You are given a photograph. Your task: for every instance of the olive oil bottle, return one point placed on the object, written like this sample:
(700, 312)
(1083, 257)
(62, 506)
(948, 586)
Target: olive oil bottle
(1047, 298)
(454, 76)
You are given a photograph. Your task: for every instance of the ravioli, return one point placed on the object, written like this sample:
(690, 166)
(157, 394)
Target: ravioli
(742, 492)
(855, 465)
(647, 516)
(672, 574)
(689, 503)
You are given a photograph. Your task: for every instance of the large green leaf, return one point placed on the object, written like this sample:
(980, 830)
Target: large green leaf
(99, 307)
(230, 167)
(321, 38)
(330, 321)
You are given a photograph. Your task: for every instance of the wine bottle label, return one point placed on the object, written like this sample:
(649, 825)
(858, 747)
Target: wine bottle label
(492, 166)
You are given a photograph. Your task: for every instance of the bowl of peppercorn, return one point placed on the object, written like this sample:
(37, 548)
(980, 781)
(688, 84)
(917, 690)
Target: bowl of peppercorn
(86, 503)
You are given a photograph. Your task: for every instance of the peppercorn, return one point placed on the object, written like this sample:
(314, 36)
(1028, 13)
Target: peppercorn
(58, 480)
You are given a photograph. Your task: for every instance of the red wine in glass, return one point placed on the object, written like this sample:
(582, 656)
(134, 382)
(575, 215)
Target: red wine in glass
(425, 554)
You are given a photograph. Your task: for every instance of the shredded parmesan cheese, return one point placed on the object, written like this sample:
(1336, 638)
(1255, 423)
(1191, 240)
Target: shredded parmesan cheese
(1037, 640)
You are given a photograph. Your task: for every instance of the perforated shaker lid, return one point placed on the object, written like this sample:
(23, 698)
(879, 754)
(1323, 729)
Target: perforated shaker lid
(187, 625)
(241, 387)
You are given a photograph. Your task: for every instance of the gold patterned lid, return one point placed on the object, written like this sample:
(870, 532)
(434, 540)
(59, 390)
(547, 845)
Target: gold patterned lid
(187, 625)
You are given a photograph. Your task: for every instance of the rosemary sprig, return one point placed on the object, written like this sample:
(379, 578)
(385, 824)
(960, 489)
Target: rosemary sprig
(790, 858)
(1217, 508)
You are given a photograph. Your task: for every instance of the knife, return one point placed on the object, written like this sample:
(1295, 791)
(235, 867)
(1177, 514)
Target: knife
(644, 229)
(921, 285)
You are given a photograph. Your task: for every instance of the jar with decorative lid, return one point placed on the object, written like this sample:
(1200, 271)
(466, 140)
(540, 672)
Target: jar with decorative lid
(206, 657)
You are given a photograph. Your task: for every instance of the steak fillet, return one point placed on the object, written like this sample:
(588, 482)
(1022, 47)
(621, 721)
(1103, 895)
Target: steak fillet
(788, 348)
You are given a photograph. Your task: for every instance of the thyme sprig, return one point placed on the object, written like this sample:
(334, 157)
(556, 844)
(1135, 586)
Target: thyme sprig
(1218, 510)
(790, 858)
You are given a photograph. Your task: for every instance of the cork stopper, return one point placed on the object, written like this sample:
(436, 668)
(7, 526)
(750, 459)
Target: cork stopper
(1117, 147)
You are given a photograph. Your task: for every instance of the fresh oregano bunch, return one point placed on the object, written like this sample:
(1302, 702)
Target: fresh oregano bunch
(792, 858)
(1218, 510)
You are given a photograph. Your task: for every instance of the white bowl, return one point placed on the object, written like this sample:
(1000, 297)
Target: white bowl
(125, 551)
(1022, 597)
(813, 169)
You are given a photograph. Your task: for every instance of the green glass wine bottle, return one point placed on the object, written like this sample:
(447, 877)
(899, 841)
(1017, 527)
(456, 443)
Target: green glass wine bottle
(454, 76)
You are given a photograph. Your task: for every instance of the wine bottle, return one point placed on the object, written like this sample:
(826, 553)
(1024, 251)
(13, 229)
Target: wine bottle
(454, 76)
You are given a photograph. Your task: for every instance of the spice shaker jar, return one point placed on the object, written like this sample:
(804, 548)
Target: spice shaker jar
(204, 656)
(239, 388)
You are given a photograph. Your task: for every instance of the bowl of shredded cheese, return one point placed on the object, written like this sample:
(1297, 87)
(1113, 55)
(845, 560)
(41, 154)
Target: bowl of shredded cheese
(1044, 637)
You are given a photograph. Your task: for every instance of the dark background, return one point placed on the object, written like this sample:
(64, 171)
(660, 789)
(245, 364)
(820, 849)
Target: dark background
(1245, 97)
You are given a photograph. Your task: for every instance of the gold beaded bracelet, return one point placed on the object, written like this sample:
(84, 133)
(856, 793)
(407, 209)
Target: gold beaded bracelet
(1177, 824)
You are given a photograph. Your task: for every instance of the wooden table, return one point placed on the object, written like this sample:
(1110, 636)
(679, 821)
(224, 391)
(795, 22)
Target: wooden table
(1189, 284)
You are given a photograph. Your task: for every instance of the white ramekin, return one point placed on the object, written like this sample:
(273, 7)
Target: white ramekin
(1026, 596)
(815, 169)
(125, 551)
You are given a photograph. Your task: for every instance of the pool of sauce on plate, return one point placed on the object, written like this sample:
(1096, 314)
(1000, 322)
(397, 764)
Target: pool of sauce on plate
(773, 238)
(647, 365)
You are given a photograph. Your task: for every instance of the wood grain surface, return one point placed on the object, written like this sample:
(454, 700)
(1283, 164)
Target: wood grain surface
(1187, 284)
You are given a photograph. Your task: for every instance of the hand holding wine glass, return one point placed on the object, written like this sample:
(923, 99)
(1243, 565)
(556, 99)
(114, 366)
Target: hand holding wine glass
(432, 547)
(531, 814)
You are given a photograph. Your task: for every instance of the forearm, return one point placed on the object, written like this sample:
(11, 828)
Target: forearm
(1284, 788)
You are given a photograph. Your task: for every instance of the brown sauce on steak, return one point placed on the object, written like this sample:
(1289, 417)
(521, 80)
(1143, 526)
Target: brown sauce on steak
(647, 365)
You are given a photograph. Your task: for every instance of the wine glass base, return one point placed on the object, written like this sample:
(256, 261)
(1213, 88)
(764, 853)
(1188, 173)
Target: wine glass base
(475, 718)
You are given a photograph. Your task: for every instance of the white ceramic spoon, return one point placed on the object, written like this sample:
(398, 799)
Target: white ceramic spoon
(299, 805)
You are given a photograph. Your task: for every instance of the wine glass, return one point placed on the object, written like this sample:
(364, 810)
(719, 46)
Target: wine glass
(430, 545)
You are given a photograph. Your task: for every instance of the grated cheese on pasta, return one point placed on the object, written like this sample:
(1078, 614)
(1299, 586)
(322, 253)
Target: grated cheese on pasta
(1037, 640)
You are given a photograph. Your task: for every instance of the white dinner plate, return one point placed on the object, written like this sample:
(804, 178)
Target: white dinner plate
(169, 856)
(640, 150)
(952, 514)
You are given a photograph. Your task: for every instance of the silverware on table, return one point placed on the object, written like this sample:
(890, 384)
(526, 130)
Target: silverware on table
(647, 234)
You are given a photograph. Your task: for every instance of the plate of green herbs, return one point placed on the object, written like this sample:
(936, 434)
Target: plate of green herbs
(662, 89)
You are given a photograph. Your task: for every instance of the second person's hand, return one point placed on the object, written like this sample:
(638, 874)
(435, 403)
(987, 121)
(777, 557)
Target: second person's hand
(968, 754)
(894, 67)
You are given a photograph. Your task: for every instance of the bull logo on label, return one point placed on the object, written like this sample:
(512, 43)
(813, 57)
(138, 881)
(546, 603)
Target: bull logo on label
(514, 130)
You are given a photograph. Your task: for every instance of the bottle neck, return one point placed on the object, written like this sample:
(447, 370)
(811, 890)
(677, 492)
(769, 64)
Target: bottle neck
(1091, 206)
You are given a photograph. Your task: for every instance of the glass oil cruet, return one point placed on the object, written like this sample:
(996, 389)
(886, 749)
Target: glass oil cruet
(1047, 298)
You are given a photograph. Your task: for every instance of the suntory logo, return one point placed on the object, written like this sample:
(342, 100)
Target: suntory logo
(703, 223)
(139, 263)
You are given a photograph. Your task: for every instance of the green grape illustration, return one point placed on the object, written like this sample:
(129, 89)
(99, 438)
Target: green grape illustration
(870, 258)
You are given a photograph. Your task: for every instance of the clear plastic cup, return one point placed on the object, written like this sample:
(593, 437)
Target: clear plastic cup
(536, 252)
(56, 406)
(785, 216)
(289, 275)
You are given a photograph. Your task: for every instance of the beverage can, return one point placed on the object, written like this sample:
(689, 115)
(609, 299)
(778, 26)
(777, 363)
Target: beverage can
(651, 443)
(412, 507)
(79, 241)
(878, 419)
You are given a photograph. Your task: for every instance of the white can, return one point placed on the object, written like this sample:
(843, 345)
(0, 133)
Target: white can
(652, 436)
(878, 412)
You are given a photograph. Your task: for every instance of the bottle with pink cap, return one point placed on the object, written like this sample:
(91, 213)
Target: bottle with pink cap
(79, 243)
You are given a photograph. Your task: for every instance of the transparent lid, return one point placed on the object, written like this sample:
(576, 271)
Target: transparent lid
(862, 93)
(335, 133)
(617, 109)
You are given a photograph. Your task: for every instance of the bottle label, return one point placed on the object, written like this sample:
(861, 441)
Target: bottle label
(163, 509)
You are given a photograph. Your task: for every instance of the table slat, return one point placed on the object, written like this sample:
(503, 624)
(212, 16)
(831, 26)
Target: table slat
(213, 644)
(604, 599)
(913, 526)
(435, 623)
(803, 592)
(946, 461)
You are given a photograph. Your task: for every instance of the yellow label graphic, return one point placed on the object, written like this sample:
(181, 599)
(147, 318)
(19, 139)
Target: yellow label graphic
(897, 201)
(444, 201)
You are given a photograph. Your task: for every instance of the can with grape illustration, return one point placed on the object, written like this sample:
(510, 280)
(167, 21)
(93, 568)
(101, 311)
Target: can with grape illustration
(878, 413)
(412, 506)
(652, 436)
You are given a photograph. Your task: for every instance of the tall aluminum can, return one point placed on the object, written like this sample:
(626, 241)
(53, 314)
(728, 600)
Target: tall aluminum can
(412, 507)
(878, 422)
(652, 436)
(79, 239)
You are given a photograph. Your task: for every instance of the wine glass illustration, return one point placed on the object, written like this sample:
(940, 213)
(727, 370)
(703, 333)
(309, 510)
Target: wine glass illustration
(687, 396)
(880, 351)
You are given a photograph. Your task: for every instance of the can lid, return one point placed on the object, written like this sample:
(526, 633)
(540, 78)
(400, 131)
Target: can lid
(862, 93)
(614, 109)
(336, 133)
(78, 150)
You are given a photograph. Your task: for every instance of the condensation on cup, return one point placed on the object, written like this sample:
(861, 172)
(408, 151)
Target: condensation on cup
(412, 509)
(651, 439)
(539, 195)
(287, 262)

▸ **TASK DETAILS**:
Only the lines from the one that contains "of the tall" to the end of the data should be output, exactly as they appear.

▸ **FINISHED ANSWER**:
You are given a photograph. Your task: for every instance of the tall aluminum can, return one point placed on the object, written like this sample:
(626, 241)
(53, 314)
(728, 600)
Target: tall aluminum can
(412, 507)
(878, 422)
(652, 436)
(79, 239)
You are given a photograph. Your task: for every instance of the wine glass illustration, return one point placed on the object, written like this sample:
(940, 213)
(727, 370)
(703, 333)
(309, 510)
Target: wine glass illustration
(687, 396)
(880, 351)
You are given a photograph. Your task: for every instance of the can lid, return one point placed on the object, written like this sample:
(526, 633)
(540, 78)
(400, 131)
Target: can lid
(862, 93)
(614, 109)
(336, 133)
(78, 150)
You are given a photograph. Your task: for every instance of the condensation on cup, return one point placed on the object, written like this sample:
(861, 172)
(408, 151)
Target: condensation on cup
(412, 509)
(651, 439)
(539, 195)
(287, 262)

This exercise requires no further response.